* Reading text
------------------------------------------------------------
Hi Dave!
My name is Marcello, not Marco :)))))
I think you can get a good idea of the thorelii problem as it is at
the moment (Your plants, Tom's plants, the Nong's "tigers" etc)
reading the page on my nepenthesofthailand.com about "Trat", in
the "centre" map. There I explain some personal thoughts about what
seems to be the situation with the 3-4 plants that could be
considered N. thorelii.
N. globosa has nothing to do with N. thorelii or N. smilesii, but it
has to do with N. mirabilis. That's sure. Plus, in Thailand there
seems to be more than the 2-3 species we know. And all the new,
undescribed species that we now start to discover seem to derive
from these two ancestors: mirabilis and smilesii/thorelii (sanguinea
from the extreme south of Thailand being an even older ancestor of
smilesii/thorelii??).
The whole problem you say about the herbarium sheet of N.
mirabilis/anamensis is, as you say, what I explain in my site's
chapter "a long research", repeating Cheek's "theory", which
actually I consider to be only true one. If you read my "smilesii
chronology", that makes things even easier.
Oh, I just checked Tom's photos of "Thorelii Trat". Yes, that's not
smilesii, but as you read in my "Trat" page, we could still being in
front of two similar species (are they two forms of N. thorelii?):
the thorelii I found in Trat (0 m), Ko Chang (400 m) and Bangkok
herbariums (with the note "nothorelii" on the sheet) are in fact
different from the thorelii I found on Pha Taem (200 m) and from
Tom's Trat thorelii (which comes from a different location in Trat).
------------------------------------------------------------
* Stated problem 1
Answer these questions about the letter:
(a) What name does the writer give as his own?
(b) From which two ancestors do the new, undescribed species seem to derive?
(c) What elevation is given for Pha Taem?
------------------------------------------------------------
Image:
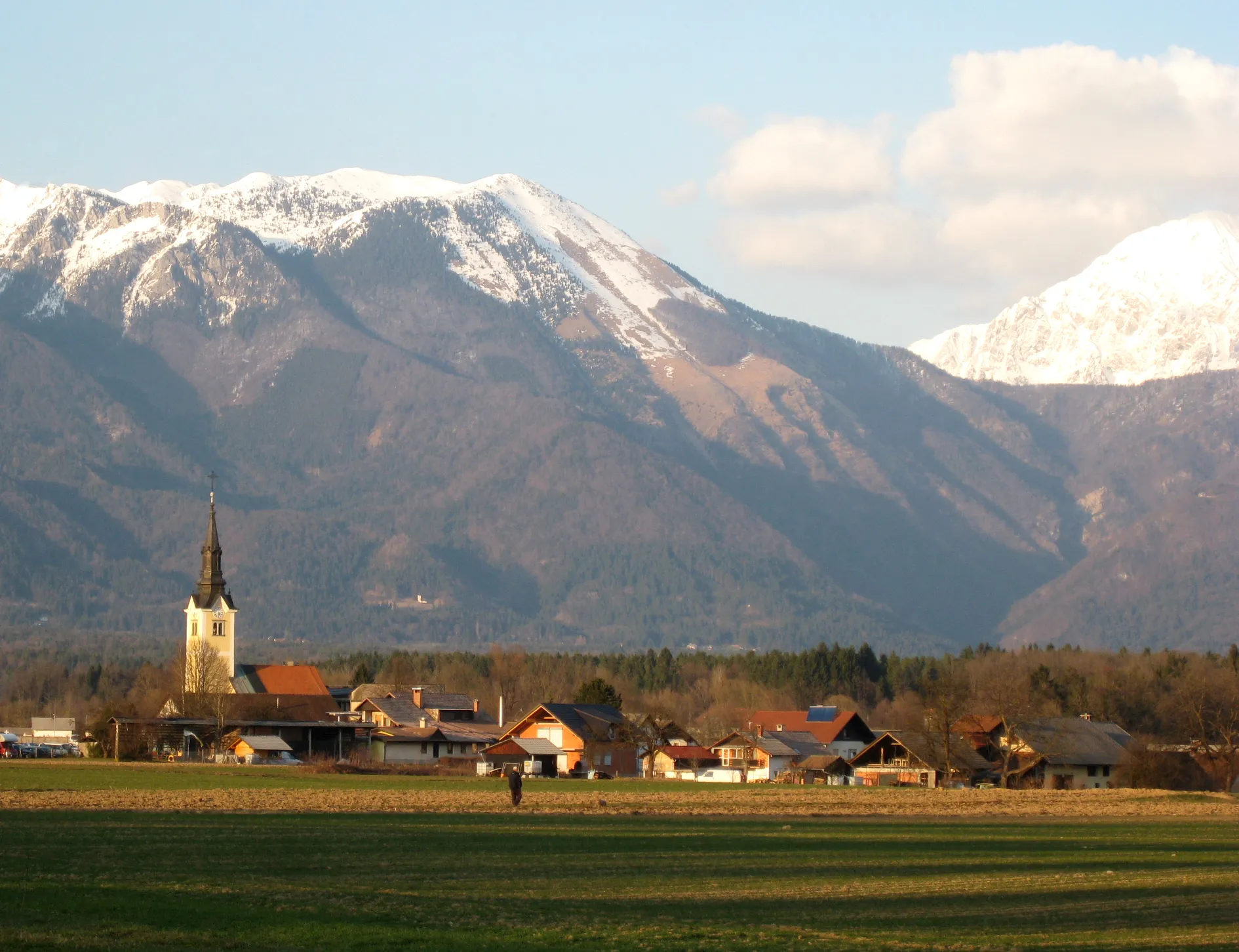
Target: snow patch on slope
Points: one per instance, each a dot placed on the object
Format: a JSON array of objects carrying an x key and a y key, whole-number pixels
[
  {"x": 1164, "y": 303},
  {"x": 511, "y": 238}
]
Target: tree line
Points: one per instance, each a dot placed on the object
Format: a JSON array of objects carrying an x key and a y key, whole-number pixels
[{"x": 1165, "y": 697}]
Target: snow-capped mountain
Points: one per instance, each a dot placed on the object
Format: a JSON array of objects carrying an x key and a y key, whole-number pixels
[
  {"x": 509, "y": 237},
  {"x": 1164, "y": 303}
]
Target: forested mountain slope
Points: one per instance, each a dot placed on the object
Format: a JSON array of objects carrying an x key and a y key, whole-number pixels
[{"x": 462, "y": 414}]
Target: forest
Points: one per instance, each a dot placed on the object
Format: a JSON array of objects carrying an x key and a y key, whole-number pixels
[{"x": 1160, "y": 697}]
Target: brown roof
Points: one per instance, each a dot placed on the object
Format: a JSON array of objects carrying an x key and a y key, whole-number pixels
[
  {"x": 292, "y": 680},
  {"x": 284, "y": 707},
  {"x": 928, "y": 750},
  {"x": 798, "y": 721},
  {"x": 824, "y": 761},
  {"x": 688, "y": 751},
  {"x": 978, "y": 723}
]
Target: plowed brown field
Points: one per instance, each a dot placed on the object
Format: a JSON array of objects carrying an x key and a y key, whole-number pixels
[{"x": 656, "y": 799}]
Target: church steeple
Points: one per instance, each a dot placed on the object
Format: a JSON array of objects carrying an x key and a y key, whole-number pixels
[
  {"x": 211, "y": 582},
  {"x": 210, "y": 618}
]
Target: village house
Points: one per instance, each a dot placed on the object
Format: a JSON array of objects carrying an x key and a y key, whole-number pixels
[
  {"x": 985, "y": 733},
  {"x": 843, "y": 733},
  {"x": 51, "y": 730},
  {"x": 536, "y": 757},
  {"x": 286, "y": 679},
  {"x": 683, "y": 761},
  {"x": 912, "y": 758},
  {"x": 262, "y": 749},
  {"x": 412, "y": 733},
  {"x": 586, "y": 738},
  {"x": 1069, "y": 753},
  {"x": 754, "y": 754},
  {"x": 651, "y": 729}
]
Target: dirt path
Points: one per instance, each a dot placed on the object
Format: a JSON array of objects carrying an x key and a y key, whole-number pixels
[{"x": 675, "y": 800}]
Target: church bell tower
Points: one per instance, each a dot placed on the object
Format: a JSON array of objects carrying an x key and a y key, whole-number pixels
[{"x": 210, "y": 619}]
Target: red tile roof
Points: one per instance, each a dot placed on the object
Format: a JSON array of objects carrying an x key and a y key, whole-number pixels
[
  {"x": 292, "y": 680},
  {"x": 824, "y": 730},
  {"x": 686, "y": 751}
]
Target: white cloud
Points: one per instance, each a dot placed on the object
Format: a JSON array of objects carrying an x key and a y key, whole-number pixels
[
  {"x": 722, "y": 119},
  {"x": 1046, "y": 159},
  {"x": 1077, "y": 115},
  {"x": 683, "y": 193},
  {"x": 871, "y": 242},
  {"x": 1035, "y": 239},
  {"x": 804, "y": 160}
]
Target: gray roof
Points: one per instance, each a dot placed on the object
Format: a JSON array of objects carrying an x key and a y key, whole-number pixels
[
  {"x": 264, "y": 742},
  {"x": 446, "y": 702},
  {"x": 52, "y": 723},
  {"x": 538, "y": 747},
  {"x": 402, "y": 711},
  {"x": 802, "y": 742},
  {"x": 767, "y": 743},
  {"x": 1074, "y": 740},
  {"x": 586, "y": 721}
]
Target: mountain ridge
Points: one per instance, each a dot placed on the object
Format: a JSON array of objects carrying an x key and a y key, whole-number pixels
[
  {"x": 549, "y": 437},
  {"x": 1162, "y": 303}
]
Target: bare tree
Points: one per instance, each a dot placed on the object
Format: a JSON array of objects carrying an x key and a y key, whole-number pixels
[
  {"x": 1208, "y": 704},
  {"x": 1002, "y": 687},
  {"x": 948, "y": 698},
  {"x": 508, "y": 675},
  {"x": 206, "y": 686},
  {"x": 648, "y": 733}
]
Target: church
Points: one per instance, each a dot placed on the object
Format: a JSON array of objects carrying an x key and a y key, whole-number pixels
[{"x": 211, "y": 664}]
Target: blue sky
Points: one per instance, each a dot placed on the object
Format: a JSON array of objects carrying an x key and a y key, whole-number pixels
[{"x": 663, "y": 122}]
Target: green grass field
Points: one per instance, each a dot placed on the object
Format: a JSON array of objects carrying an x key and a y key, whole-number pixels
[
  {"x": 377, "y": 882},
  {"x": 129, "y": 775}
]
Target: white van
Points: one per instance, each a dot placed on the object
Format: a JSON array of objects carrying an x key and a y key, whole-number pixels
[{"x": 721, "y": 775}]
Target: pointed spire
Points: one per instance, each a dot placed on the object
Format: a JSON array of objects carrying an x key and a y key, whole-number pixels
[{"x": 211, "y": 582}]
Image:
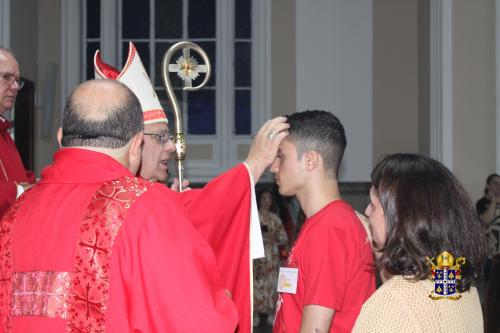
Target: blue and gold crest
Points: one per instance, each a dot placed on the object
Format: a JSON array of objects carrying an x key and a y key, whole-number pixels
[{"x": 445, "y": 276}]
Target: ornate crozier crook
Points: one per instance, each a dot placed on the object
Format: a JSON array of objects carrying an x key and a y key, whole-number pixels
[{"x": 188, "y": 69}]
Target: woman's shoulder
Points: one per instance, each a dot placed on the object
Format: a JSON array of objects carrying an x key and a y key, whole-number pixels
[{"x": 386, "y": 310}]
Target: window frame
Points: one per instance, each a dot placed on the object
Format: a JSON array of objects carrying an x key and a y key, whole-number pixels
[{"x": 225, "y": 144}]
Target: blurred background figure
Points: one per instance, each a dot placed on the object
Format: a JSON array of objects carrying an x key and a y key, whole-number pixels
[
  {"x": 488, "y": 210},
  {"x": 266, "y": 269}
]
------------------------------------------------------------
* Stated problem 2
Pull out every line of the records that contains the string "church". Case counts.

* Finished answer 1
(a) Marcello
(b) mirabilis and smilesii/thorelii
(c) 200 m

* Finished answer 2
Target: church steeple
Target: church bell tower
Target: church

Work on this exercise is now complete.